_Input_
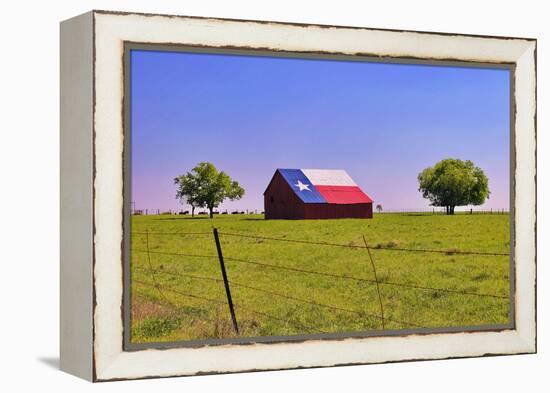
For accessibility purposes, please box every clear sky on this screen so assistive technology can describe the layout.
[131,50,510,211]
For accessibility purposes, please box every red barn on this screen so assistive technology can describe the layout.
[264,169,372,220]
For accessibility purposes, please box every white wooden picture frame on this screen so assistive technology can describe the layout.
[60,11,536,381]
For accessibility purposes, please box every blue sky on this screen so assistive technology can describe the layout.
[131,50,510,210]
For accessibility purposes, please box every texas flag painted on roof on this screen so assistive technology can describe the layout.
[277,169,372,205]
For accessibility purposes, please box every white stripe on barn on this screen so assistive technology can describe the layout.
[302,169,357,186]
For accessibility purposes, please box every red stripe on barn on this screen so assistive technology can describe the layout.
[315,185,372,205]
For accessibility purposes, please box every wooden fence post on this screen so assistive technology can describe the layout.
[213,228,239,334]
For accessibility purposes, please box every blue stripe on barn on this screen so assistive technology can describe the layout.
[277,169,327,203]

_Instructions to follow_
Express the lines of all the items above as a Markdown table with the columns Row and Line, numbering each row and skipping any blank lines. Leave the pictures out.

_Task solution_
| Row | Line |
|---|---|
| 1 | For accessibility purposes, please box every clear sky on this screen so assistive technology can describe the layout. |
| 2 | [131,50,510,211] |
| 3 | For accessibility purposes, please box every red barn on this screen so assistive technology can describe the layout. |
| 4 | [264,169,372,220] |
| 5 | For accessibility purposes, please box every white wooden picture frame on this screen so assistive technology can describe the layout. |
| 6 | [60,11,536,381] |
| 7 | For accessibility purposes, please box every blue sky on this screen so assistive technology can describe the layout. |
| 8 | [131,50,510,210] |
| 9 | For accessibility purposes, please box every texas flag painted on roof on this screen so assistive technology can describe the layout. |
| 10 | [277,169,372,205] |
| 11 | For accessibility purposes, please box every white stripe on barn on this screen so assistive technology can describe the layout. |
| 12 | [302,169,357,186] |
| 13 | For accessibility purposes, please box every red stripe on barn on this screen so assistive technology can describe the layout. |
| 14 | [315,185,372,205] |
| 15 | For accessibility purposes, please box every wooden fence post on this screen so assistive technology can describe the layout. |
| 16 | [213,228,239,334] |
| 17 | For accessibility purposes, please box every blue stripe on barn on this screen so assistive technology can describe the layout. |
| 18 | [277,169,327,203] |